Task item
Please continue the forum thread about Python coming to Excel with one more post in the same casual tone, starting after the last post shown.

As a pythonista who has to work with Excel regularly, I’ve excited about this!
I’m excited too! Their implementation seems pretty slick and will open up Python to a whole new audience. I work as a data engineer/analyst and the downside of doing more advanced analysis that Python offers is that it’s so hard to share the results and keep them up to date. Plus now we can do proper regex in Excel!
I’ve seen some belly-aching online about the code executing on the cloud instead of locally. I get the drawbacks but anyone who has had to deal with managing different Python versions knows why they went the cloud route. Plus Excel can already be resource intensive with heavy Lookup usage and such. I can’t imagine the compute some Python calcs will require.
This seems pretty cool!
Also, this makes me think that a rumour that the GNU Project will be replacing Lisp with Python might make for a good April Fools joke this year
This is a nice feature.
Funnily, my first thought was it would open Excel to a new audience! Both are true, of course.
Thanks for the interesting link @Bmosbacker.

Data for review
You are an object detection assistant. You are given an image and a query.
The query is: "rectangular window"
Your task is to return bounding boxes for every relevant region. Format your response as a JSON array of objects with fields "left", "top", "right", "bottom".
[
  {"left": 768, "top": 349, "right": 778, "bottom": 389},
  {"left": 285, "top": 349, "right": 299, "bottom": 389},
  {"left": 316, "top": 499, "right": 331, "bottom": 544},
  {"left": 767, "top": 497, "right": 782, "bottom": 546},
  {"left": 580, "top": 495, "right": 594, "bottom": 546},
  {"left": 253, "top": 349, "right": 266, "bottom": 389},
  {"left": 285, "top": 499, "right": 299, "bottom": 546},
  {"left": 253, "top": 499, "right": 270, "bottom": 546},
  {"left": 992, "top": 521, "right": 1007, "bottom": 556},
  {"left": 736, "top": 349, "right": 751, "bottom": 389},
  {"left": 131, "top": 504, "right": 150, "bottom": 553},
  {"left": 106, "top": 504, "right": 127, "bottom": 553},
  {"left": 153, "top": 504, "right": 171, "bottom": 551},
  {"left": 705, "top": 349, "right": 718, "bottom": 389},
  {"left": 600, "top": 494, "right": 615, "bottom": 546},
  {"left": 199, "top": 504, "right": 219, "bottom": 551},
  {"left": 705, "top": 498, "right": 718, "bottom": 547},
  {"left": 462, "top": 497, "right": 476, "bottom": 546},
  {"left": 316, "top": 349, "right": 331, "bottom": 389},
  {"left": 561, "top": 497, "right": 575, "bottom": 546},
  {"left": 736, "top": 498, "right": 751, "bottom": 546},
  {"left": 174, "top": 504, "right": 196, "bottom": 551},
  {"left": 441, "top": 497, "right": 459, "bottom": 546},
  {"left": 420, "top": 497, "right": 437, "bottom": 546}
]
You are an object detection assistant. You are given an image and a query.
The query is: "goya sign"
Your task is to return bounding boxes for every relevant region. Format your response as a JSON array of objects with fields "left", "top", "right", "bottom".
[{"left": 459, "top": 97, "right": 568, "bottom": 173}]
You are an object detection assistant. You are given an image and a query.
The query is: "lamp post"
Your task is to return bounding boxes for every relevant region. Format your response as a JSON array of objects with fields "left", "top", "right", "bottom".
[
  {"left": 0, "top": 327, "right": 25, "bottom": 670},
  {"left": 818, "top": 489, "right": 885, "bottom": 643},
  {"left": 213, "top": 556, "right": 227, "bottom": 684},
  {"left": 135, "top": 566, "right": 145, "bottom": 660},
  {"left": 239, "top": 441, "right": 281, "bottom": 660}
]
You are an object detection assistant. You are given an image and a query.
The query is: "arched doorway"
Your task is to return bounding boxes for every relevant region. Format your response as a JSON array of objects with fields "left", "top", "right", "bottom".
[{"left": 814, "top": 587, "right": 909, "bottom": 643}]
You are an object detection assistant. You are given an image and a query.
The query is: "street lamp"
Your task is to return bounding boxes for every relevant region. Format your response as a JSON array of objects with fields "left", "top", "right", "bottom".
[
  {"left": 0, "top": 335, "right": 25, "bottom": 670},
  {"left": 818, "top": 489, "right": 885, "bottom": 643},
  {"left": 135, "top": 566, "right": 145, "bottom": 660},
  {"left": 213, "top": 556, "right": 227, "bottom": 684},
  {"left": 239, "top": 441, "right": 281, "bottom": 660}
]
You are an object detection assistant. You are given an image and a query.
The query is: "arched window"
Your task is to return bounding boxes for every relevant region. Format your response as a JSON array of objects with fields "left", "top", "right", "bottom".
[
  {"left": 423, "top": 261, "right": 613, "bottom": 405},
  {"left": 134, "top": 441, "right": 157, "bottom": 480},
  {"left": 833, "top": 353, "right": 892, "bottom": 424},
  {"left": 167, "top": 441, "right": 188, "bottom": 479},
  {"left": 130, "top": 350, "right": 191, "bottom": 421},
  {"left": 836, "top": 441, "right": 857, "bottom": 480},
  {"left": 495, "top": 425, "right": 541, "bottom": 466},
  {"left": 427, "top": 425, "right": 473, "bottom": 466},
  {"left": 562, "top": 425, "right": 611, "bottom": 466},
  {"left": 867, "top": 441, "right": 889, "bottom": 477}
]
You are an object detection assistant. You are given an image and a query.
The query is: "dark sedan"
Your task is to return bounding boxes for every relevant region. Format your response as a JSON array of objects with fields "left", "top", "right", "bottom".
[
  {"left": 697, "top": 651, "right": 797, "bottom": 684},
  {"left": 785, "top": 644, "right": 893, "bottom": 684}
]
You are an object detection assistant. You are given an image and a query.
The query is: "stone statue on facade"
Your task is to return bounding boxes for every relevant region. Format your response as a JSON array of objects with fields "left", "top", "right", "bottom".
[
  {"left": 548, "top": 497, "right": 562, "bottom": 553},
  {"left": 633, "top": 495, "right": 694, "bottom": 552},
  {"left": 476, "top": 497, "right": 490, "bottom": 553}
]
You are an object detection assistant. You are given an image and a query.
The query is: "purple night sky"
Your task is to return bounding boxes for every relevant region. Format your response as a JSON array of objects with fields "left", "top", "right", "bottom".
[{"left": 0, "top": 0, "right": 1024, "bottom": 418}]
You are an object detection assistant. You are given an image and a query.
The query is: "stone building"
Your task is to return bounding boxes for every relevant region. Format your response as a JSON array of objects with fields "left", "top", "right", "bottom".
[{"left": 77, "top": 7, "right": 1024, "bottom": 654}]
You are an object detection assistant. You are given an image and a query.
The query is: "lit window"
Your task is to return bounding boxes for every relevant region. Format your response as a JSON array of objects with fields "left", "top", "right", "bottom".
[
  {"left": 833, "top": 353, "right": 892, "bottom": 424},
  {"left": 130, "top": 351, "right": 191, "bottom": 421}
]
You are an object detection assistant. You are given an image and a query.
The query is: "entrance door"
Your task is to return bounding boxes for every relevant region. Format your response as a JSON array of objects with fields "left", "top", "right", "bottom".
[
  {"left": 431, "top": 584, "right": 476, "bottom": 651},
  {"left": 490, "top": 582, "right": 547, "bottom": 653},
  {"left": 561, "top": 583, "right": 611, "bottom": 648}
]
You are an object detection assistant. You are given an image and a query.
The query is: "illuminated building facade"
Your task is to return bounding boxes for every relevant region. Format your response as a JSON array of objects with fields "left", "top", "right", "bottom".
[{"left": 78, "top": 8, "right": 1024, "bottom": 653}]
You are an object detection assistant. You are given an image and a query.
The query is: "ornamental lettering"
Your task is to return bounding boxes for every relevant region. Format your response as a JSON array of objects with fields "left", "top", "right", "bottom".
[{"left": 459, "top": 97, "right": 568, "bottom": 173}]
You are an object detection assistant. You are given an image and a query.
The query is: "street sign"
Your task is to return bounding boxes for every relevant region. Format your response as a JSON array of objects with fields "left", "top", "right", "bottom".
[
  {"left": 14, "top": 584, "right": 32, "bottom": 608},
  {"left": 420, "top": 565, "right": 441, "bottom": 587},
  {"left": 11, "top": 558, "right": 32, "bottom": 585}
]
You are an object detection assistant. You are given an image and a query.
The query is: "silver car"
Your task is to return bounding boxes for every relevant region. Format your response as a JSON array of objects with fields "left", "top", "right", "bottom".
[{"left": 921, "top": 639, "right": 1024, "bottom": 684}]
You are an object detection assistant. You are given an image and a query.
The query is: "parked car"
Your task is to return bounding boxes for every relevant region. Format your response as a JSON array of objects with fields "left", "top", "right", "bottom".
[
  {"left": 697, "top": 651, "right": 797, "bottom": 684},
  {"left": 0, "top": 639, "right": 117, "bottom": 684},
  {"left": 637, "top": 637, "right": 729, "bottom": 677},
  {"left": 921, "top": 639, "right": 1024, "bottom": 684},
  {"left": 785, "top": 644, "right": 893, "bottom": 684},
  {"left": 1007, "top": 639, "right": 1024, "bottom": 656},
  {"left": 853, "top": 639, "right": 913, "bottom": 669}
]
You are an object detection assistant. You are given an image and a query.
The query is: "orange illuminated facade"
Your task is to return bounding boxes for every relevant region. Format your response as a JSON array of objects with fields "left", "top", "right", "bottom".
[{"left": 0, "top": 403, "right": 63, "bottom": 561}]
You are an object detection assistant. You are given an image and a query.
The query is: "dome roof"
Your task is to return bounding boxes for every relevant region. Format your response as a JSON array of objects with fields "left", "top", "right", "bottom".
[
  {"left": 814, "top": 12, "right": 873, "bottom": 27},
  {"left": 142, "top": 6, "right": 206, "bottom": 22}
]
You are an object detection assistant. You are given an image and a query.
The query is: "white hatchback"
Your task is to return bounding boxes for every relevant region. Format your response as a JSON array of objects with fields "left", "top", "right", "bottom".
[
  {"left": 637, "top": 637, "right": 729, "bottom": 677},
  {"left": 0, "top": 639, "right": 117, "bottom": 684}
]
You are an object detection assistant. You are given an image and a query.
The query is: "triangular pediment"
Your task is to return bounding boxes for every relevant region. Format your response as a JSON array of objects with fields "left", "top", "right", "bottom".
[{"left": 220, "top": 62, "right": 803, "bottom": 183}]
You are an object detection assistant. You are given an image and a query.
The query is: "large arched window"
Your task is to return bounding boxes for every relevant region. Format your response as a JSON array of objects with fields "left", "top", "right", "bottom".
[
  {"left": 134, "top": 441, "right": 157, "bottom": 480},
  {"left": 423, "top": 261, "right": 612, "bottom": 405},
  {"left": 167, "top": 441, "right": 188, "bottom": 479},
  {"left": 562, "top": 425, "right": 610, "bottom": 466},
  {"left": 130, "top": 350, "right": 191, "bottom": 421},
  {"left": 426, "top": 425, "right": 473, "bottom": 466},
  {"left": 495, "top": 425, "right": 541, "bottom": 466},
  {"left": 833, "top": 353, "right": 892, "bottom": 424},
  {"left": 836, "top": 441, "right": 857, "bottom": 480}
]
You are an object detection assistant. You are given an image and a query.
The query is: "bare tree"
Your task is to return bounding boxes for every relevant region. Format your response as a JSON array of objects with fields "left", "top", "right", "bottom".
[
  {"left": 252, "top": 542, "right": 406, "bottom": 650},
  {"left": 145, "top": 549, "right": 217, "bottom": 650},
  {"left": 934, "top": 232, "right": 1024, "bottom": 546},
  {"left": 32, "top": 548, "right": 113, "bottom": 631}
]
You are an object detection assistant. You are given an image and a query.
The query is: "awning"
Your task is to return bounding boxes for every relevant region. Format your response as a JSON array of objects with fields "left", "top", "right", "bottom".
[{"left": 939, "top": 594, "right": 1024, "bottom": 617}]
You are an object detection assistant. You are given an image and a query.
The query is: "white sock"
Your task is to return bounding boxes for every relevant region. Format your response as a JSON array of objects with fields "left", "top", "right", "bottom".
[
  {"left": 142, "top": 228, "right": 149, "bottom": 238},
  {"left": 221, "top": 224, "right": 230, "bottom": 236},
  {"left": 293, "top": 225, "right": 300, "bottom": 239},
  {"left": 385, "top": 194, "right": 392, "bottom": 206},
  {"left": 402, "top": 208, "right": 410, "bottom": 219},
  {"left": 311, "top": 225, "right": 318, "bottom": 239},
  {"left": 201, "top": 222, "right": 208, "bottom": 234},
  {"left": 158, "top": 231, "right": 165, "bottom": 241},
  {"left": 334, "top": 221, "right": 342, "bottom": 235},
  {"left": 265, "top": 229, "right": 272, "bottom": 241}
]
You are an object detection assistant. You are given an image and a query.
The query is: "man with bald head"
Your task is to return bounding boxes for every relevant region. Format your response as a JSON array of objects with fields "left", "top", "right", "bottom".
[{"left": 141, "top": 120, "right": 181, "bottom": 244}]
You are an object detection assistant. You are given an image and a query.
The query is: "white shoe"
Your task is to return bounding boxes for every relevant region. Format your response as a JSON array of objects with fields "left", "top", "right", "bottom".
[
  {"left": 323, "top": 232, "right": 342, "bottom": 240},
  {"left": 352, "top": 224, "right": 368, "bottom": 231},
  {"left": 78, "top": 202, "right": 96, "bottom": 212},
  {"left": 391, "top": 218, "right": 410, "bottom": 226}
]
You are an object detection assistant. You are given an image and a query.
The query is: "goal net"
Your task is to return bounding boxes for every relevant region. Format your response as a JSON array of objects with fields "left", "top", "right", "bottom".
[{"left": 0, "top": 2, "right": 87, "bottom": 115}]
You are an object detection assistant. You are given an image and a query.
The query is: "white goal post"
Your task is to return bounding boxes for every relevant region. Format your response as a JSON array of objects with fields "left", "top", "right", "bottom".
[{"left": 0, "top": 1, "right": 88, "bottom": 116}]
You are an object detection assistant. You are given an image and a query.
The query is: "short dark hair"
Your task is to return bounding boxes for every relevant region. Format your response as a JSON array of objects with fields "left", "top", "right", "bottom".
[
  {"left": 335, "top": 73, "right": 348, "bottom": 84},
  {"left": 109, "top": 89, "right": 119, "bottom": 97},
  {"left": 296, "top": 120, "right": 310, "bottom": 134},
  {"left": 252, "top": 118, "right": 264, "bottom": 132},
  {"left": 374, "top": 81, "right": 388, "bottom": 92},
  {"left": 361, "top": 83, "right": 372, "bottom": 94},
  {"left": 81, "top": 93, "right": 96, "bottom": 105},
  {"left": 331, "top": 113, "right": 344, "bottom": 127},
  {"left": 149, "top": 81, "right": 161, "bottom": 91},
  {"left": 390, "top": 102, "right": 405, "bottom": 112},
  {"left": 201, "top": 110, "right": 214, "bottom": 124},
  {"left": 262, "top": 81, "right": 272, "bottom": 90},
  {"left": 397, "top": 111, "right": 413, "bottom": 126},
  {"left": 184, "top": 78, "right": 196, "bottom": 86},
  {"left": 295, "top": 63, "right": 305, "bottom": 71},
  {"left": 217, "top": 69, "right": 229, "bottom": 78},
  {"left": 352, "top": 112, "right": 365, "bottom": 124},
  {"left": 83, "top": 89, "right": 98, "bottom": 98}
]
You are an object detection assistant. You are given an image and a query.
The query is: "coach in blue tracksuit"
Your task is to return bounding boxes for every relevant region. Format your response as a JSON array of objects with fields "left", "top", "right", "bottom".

Answer space
As a director of a data science degree and an information systems professional, I’ve always seen Excel as a way of siloing data so it is inaccessible to a company. In other words, using data badly. Python doesn’t help with this!
It won’t make us change and teach our students Excel on under/postgrad degrees (they don’t have any classes in Excel for good reasons at UG level - it’s not a data science tool but an outdated Business Intelligence tool). It’s a bit like OpenAI and M$ wanting us to use Bing instead of Google - it’s not going to happen. It is a last-ditch attempt by Microsoft to recover another lost tool for professionals where better alternatives exist.
Long live Jupyter Notebooks/Google Colab/DataSpell - that’s the future of data. Only ecomonists, secretaries, and home users need Excel. Large organizations using it is a recipe for disaster as the data is inaccessible. SharePoint and OneDrive try to solve this, but they are not good data sources like a well-built relational or NoSQL database.
Files for data is an outdated way of working. Something more progressive like Watson Studio is the way forward, even for non-coders.
A big red flag is that the Python processing is done in the cloud with Excel - according to M$'s information. This helps with the difficult task of finding the right version of Python but also destroys privacy. My sensitive research data is never going through anything but my own CPU or, if necessary, a private cloud cluster if it’s big data.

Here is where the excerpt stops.